Чтобы жить на чужбине, русский человек должен умереть и родиться заново –
совершенно другим.
Русским было свойственно чувство
национального «Я». Русский – государственник не по этатистским, а по
религиозным ощущениям родины. Для России характерно единство религиозной и
национальной идеи: «Москва – орудие Господа Бога, сосуд, избранный для
хранения истинной веры до окончания веков, и для всех народов и людей мира»
(И.Л. Солоневич). Поэтому Москва думала о всем мире и об истине для всего мира.
«Настоящая реальность таинственной русской души – её доминанта – заключается
в государственном инстинкте русского народа, или, что почти одно и то же, в его
инстинкте общежития… Это свойство я бы назвал так: умение уживаться с людьми.
Уживчивость, но с некоторой оговоркой: “не замай”. При нарушении этой оговорки
происходит ряд очень неприятных вещей – вроде русских войск в Казани, в
Бахчисарае, в Варшаве, в Париже и даже в Берлине. Русскую государственность
создали два принципа: а) уживчивость и б) “не замай”» (И.Л. Солоневич).

+ + + + +

- Что требуется
Назовите, пожалуйста, два принципа, которые, согласно цитате Солоневича в отрывке о русском национальном характере, создали русскую государственность. Следующие далее данные взяты из другого источника.

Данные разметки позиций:
+ + + + +

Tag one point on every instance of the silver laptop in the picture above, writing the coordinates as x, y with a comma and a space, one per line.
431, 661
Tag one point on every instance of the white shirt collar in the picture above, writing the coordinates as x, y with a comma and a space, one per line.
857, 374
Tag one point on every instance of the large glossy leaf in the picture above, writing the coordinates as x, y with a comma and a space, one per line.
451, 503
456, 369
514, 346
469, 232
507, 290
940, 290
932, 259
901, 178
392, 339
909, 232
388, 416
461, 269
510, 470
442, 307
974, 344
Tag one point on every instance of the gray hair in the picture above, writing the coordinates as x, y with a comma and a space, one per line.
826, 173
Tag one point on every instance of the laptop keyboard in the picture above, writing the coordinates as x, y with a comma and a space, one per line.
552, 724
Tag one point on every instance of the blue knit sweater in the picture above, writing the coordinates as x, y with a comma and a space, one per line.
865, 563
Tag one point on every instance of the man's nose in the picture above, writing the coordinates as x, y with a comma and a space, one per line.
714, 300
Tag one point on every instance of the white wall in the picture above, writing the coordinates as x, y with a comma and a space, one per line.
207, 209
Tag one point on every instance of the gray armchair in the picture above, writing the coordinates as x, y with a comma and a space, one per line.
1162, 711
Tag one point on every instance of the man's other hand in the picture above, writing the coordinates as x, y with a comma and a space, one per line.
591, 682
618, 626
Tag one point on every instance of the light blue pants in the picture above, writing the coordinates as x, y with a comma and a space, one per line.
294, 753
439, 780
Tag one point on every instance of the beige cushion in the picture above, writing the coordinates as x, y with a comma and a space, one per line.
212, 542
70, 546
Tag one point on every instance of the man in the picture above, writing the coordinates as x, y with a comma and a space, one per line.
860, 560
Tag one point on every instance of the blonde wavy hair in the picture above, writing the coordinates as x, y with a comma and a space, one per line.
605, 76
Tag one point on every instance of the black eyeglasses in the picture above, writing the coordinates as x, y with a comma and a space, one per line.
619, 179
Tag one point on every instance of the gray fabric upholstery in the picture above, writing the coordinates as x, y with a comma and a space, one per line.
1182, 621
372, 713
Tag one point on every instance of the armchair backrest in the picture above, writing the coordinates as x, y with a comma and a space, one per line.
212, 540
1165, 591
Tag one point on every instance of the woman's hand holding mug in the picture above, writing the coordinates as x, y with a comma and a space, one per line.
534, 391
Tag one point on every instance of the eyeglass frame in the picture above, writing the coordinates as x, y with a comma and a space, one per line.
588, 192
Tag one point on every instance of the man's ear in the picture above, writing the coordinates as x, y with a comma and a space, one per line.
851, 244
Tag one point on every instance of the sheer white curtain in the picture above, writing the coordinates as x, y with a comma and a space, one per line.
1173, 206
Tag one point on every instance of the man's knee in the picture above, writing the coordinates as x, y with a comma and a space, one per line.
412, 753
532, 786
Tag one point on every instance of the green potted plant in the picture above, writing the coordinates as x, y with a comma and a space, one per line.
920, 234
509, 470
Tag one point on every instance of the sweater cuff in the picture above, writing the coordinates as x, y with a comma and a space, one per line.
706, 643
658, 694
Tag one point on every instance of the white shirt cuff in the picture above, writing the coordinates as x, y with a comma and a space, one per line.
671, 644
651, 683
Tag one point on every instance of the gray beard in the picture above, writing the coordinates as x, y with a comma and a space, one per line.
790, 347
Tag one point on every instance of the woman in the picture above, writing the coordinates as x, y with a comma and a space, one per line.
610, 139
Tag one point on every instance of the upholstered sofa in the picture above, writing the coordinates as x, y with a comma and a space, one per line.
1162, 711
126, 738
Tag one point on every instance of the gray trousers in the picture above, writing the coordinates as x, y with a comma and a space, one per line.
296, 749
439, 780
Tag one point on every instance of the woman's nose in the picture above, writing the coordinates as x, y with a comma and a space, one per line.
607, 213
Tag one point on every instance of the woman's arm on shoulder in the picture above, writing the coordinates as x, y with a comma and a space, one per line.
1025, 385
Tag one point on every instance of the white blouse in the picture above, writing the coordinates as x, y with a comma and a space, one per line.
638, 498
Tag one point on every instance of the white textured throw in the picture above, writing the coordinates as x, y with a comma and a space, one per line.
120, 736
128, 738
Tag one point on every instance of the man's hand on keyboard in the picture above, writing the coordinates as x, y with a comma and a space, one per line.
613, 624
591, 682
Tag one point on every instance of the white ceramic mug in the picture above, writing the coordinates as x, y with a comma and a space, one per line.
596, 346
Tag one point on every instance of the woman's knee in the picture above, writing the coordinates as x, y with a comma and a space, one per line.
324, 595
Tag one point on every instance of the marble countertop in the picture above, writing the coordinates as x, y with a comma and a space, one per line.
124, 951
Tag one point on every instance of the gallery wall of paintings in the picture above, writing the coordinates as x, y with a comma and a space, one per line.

+ + + + +

- Ответ
Уживчивость и «не замай».